### Reading passage
* * * * * * * * *
Speaking of agreements, I believe the agreements that will emerge sometime in March will be crafted in very deliberately to allow for the exit of the parties currently in the common currency known as the Euro. Further, I believe that the joint announcement from the EU Summit is but a staged media event very much meant for public consumption. The break has now been made and the ceremonies and pronouncements are all strictly for show. I knew this once Ms. Merkel gave up her two central tenets. Of course, those tenets being no private participation in losses and the collective EZ mechanisms acting as ‘lender of last resort’.

Additionally, there are a couple of ‘details’ lacking in all this. Chief among them are:

  • How much supposed funding ‘firepower’ is actually being made available for support?
  • Specifically, where is the funding coming from?
  • What are the terms of both funding and repayment?
* * * * * * * * *
### Dataset excerpt
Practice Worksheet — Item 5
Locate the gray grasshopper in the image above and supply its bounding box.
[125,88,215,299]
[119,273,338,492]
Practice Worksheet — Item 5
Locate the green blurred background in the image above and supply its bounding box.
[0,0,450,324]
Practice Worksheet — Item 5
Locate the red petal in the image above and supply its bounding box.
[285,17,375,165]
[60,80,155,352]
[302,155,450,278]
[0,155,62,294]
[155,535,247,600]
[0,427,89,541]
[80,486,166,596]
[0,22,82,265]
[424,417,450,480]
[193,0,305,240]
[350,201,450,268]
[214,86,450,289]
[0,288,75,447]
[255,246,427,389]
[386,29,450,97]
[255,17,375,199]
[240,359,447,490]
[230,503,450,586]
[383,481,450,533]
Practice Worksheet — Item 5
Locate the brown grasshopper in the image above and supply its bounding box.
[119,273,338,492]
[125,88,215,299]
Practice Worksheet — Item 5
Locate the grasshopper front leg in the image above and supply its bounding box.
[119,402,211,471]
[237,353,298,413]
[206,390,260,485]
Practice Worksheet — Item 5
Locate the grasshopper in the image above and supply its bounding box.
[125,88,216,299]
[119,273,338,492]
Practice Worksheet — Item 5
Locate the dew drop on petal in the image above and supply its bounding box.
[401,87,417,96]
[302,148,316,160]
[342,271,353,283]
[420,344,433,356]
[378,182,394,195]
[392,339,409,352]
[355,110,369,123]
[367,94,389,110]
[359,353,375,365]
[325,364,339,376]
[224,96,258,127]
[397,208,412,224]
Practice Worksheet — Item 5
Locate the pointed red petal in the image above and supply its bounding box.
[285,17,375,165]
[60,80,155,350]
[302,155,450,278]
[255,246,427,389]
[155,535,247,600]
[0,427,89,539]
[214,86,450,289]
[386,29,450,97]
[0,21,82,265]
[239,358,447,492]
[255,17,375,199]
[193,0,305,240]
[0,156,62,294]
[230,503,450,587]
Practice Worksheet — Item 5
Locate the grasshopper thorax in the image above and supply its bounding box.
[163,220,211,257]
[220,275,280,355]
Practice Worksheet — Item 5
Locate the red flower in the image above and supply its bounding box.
* * * * * * * * *
### What to work on
1 - Rewrite the entries as a numbered list, from their first line through the line containing "[0,0,450,324]", and leave out any blank lines.
2 - Carry on the commentary about the EU Summit and the euro from the point where it stops.

### Answers in order
1 -
1. Practice Worksheet — Item 5
2. Locate the gray grasshopper in the image above and supply its bounding box.
3. [125,88,215,299]
4. [119,273,338,492]
5. Practice Worksheet — Item 5
6. Locate the green blurred background in the image above and supply its bounding box.
7. [0,0,450,324]

2 -
  • What is the timeframe of the various components of the ‘fix?’
  • Besides Britain, who else will bail on it BEFORE the documents are prepared in March 2012?
  • And the big one: What happens should some participants not receive the needed mandates at home?

From my perspective, Germany just answered these and many other questions. Besides Finland,
Luxembourg, Austria and Holland, the rest of the World will find out soon enough.

Stanley J. G. Crouch is the Chief Investment Officer and Senior Managing Director at Aegis Capital Corp. He also is CEO of EXP Wealth Enhancement, LLC, an affiliate of Aegis. He has co-created a proprietary income-centric investment platform ...More encompassing all facets of income investing and centered on "off-the-run" client solutions. Serving HNW, UHNW, Endowments, Organizations and Family Offices, he helps steward over $2 billion of client assets.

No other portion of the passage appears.